= EXERCISE BRIEF =
Will you change "exact region" to "precise region" throughout the stretch from the line containing "Compliance review item #7: evidence of building" through the line containing "[587, 0, 638, 123]" and return only those lines, with nothing else altered?

(Items from a dataset)
>>>

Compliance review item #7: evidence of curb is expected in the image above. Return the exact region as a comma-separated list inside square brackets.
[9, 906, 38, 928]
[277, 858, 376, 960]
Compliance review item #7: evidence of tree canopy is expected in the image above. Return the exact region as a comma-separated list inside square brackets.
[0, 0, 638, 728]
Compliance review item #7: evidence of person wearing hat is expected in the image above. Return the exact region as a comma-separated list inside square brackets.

<<<
>>>

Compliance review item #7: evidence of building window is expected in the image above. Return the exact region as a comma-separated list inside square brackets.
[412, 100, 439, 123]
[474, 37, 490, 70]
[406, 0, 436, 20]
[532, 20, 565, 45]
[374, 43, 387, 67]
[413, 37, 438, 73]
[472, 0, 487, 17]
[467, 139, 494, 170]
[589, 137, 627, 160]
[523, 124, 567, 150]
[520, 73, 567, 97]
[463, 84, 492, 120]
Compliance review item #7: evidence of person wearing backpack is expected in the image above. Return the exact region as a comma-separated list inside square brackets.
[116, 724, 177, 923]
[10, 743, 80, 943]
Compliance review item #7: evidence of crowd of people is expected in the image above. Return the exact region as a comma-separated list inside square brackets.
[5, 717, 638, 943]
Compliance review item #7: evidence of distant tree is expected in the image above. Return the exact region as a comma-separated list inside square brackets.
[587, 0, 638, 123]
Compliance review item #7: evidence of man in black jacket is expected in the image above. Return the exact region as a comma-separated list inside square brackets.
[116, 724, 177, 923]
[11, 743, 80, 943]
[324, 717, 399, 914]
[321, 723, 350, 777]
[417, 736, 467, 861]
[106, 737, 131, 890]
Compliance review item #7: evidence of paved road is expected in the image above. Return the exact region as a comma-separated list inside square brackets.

<<<

= FULL OUTPUT =
Compliance review item #7: evidence of building window is expected in the image above. Return the precise region as a comma-separated list inside square brackets.
[412, 100, 439, 123]
[474, 37, 490, 70]
[406, 0, 436, 20]
[532, 20, 565, 45]
[374, 43, 387, 67]
[413, 37, 438, 73]
[472, 0, 487, 17]
[467, 139, 494, 170]
[589, 137, 627, 160]
[523, 124, 567, 150]
[520, 73, 567, 97]
[463, 84, 492, 120]
Compliance review item #7: evidence of person wearing backpack is expected in the image above. Return the precise region as a comma-separated list inside square brackets.
[116, 724, 177, 923]
[10, 743, 80, 943]
Compliance review item #7: evidence of crowd of people is expected in the image above. Return the precise region as a comma-separated list inside square brackets.
[5, 717, 638, 943]
Compliance review item #7: evidence of distant tree is expected in the image above. Return the precise region as a comma-separated list inside square brackets.
[587, 0, 638, 123]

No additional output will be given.